Extracted records:

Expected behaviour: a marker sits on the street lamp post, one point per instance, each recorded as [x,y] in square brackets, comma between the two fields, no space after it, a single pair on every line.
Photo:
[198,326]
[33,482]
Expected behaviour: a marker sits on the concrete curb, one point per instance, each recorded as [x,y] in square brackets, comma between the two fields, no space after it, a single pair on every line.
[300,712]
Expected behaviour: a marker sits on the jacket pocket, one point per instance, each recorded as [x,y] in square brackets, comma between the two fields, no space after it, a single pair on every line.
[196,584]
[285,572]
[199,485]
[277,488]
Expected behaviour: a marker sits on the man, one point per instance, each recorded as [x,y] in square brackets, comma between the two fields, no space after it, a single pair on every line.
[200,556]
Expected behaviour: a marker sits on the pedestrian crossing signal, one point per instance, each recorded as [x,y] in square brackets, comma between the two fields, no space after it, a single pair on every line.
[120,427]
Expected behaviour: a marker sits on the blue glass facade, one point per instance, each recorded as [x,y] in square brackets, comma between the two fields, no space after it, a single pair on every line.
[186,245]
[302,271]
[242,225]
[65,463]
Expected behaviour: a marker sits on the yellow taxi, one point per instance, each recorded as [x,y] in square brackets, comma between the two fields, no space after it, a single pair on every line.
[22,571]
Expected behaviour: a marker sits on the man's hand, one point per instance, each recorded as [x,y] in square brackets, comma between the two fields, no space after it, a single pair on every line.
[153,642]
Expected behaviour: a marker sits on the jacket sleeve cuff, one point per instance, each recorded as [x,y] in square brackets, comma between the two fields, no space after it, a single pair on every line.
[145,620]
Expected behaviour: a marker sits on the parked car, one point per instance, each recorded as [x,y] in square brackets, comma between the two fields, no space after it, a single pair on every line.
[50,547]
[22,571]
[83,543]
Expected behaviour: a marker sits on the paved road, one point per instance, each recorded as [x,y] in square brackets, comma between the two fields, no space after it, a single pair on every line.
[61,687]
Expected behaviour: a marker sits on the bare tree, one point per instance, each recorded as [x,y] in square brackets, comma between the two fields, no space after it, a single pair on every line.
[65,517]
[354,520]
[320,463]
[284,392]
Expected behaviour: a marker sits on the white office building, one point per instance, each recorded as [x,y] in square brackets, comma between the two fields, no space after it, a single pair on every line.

* [What you should do] Give back all the records exactly as they stand.

* [Response for this exercise]
Expected behaviour: a marker sits on the street lamp post, one point per instance, each recorded as [x,y] in square brackets, comma between the two fields, no space after it, a single pair on every line.
Photo:
[198,326]
[33,482]
Expected behaviour: a marker sits on the concrete curb, one point per instance, each recorded as [x,y] in square brackets, comma between the two fields, no space after it, a single pair on every line.
[300,712]
Expected behaviour: a marker sits on the jacket pocket, one point per instance, each recorded as [x,y] in square brackets, comma between the two fields, no space after it, a single pair on every line.
[196,584]
[285,572]
[199,485]
[277,488]
Expected behaviour: a marker sits on the man, one point per instance, each recorded as [x,y] in square brackets, comma between the two fields, no space after it, a single pair on every line.
[200,556]
Expected behaviour: a marker sits on the pedestrian crossing signal, one point per instance, each recorded as [x,y] in square brackets, comma between the two fields, no space after it, a single pair on every line.
[120,427]
Expected behaviour: a marker sits on the blue glass facade, one point per instance, each recorded as [x,y] in square brackets, comma between the two fields, no space after it, a single pair on every line.
[186,245]
[302,271]
[242,225]
[65,463]
Expected behaviour: a marker sits on the yellow taxi, one point per instance, each recorded as [x,y] in square brackets, comma between the two fields, no space after it, a single pair on every line.
[22,571]
Expected behaviour: a marker sits on the man's hand, one point per instance, each recorded as [x,y] in square brackets, comma between the two fields, no space after it, a single pair on every line.
[153,642]
Expected behaviour: a marker sits on the jacket sleeve cuff, one point per instance, each recorded as [x,y] in square brackets, comma between the two fields, no space after it, a single pair on every line.
[145,620]
Expected behaviour: a marker sits on the parked car, one point per instance, each recorded as [x,y] in square brackets, comma between the two fields, no space after it, a single pair on every line.
[50,547]
[22,571]
[83,543]
Expected behaviour: a marker sits on the paved road, one point per instance, each recorded as [x,y] in square brackets, comma between the two fields, no space after it, a single pair on every line.
[61,687]
Expected behaviour: a marker sits on the bare tree, one point per instance, each recorded as [x,y] in square brackets, comma between the two fields, no space after it, a single pair on every line.
[65,517]
[354,520]
[320,463]
[284,392]
Expected behaviour: a marker sits on the white office building, one point per instance, each recorded as [x,y] in square brackets, comma between the two fields, no space after it, a single pair on every line.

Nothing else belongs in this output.